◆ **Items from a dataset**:
=====

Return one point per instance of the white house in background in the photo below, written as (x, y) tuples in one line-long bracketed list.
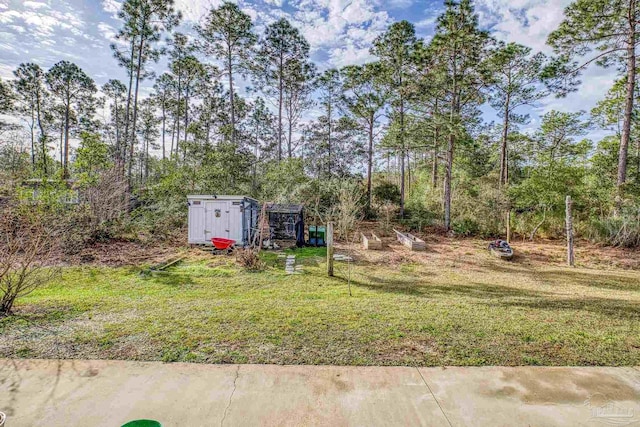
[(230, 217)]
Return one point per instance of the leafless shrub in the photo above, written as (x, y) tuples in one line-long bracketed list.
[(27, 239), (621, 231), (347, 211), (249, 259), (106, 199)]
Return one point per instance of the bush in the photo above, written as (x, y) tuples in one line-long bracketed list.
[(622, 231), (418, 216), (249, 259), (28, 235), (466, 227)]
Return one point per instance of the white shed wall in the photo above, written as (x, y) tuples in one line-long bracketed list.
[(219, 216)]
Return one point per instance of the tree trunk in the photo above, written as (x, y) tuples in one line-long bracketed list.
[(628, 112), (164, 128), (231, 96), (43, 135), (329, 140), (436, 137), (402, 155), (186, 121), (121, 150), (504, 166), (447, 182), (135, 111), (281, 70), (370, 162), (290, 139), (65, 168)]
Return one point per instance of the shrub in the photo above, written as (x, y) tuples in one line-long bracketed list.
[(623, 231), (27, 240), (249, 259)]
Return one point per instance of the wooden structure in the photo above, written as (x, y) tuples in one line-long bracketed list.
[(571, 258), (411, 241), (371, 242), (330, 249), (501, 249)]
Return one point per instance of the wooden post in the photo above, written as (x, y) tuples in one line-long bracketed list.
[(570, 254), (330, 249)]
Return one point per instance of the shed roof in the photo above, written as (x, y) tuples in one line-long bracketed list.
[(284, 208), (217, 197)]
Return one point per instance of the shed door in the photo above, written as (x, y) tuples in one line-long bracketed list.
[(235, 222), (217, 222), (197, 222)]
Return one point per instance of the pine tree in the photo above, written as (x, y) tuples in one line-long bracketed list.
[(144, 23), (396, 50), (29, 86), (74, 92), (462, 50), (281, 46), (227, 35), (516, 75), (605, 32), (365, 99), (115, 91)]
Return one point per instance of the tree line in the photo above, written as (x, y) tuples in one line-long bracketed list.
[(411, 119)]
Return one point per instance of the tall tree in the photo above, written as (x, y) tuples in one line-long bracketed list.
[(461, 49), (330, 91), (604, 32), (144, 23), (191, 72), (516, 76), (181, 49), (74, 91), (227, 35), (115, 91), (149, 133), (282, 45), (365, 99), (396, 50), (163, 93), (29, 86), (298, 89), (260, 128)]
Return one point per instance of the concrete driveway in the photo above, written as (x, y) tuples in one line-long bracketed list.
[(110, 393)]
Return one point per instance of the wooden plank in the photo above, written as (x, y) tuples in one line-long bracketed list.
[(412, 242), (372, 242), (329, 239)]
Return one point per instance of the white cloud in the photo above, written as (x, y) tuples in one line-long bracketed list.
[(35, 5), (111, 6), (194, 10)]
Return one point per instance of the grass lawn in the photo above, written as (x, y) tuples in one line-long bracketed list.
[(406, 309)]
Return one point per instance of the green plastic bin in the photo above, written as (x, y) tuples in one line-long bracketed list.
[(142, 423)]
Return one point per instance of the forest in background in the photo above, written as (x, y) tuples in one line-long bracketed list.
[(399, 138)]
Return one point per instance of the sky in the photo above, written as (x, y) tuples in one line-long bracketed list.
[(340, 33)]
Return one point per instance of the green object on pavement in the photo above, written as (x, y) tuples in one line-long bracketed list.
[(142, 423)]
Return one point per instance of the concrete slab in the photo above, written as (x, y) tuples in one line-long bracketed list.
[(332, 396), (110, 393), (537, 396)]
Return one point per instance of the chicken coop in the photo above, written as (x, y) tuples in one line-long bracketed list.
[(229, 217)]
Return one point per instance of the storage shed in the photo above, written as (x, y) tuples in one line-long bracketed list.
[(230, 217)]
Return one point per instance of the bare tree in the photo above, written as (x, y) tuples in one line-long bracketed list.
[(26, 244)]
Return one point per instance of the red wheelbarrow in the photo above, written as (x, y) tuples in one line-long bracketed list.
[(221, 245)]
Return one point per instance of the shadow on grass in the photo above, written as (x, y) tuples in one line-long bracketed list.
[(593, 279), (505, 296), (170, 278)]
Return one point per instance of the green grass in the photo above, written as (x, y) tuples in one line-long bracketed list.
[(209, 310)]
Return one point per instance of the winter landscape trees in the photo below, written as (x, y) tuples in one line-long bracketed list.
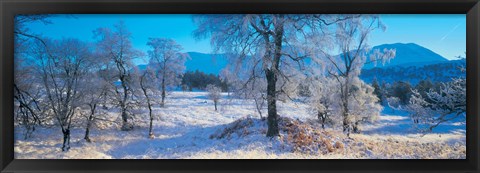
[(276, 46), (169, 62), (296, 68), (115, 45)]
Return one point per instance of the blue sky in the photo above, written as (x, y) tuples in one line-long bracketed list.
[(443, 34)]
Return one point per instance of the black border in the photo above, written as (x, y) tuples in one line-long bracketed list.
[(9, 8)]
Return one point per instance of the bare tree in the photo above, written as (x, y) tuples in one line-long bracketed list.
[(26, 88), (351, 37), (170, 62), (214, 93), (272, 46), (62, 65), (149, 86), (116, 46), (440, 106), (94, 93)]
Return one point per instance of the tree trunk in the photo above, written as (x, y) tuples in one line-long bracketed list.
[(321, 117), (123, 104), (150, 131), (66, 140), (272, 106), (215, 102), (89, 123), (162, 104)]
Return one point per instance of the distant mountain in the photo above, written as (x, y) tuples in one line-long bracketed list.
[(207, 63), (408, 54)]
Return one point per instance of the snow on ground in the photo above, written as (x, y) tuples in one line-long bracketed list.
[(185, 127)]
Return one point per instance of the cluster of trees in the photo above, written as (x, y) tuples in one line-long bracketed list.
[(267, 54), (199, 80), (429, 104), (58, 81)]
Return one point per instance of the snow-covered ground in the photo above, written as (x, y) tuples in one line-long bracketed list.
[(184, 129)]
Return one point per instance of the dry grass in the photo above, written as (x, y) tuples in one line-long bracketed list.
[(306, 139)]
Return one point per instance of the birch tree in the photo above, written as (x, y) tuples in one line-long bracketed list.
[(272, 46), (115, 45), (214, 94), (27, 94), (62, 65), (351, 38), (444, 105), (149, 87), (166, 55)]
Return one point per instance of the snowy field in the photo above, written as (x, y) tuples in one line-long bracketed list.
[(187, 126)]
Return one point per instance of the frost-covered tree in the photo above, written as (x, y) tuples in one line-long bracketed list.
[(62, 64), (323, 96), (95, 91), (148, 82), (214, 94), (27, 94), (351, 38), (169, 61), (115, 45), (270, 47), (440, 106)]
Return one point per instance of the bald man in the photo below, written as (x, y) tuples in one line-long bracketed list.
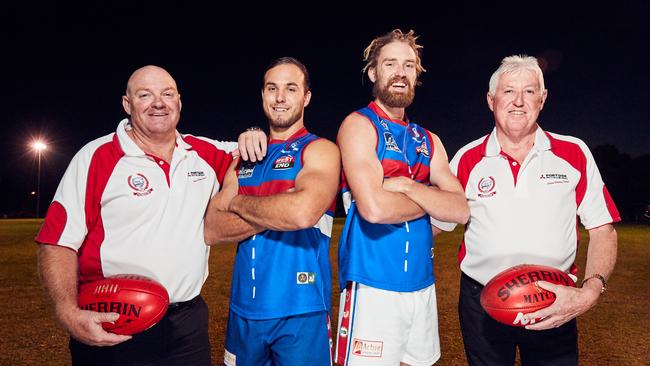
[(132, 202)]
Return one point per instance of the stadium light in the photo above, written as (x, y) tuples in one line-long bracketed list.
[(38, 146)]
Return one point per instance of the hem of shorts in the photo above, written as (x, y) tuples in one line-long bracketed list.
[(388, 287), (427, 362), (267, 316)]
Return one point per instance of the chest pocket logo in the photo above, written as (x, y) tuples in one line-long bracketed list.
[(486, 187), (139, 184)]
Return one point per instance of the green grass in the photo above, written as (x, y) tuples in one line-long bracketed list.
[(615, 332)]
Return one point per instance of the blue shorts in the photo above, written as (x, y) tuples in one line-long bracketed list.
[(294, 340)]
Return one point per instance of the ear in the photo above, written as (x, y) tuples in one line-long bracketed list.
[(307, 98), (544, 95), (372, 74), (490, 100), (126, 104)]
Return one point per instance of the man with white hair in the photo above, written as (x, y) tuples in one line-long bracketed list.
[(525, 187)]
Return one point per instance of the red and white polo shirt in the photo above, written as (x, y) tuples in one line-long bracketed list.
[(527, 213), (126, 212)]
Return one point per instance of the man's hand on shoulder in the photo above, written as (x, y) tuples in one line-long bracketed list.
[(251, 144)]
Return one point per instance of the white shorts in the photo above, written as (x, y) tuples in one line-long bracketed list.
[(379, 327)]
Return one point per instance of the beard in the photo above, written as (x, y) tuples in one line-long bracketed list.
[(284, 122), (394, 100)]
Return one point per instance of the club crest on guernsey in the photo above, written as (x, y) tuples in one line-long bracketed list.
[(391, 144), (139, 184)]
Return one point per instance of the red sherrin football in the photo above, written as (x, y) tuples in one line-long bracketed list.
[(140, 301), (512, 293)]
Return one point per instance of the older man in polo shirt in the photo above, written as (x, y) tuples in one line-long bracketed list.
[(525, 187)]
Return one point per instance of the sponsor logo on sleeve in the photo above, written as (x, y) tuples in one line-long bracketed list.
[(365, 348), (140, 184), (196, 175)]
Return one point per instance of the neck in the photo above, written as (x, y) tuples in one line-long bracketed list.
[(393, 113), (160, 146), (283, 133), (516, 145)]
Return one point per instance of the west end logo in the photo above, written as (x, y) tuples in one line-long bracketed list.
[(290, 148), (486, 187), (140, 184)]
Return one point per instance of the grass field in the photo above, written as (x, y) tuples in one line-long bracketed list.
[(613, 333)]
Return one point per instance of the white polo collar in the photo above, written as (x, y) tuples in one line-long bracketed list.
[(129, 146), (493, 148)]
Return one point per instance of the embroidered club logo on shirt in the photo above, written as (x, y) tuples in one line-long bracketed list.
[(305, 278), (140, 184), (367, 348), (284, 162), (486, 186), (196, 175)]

=====

◆ **Work instruction**: Your answer is the line containing "Return one point per instance of the white polo" plus every line after it through the end of the entries, given again exactly and alone.

◆ **Solution**:
Return one point per instance of the white polo collar in the photo above, written as (x, y) tuples in one line-long bracketed list.
[(129, 146), (493, 148)]
Return one point per instance of the embroidered club logo on shirt in the photo above, written as (x, y) tuples in one line-long bracketed list.
[(305, 278), (140, 184), (367, 348), (284, 162), (486, 186), (196, 175)]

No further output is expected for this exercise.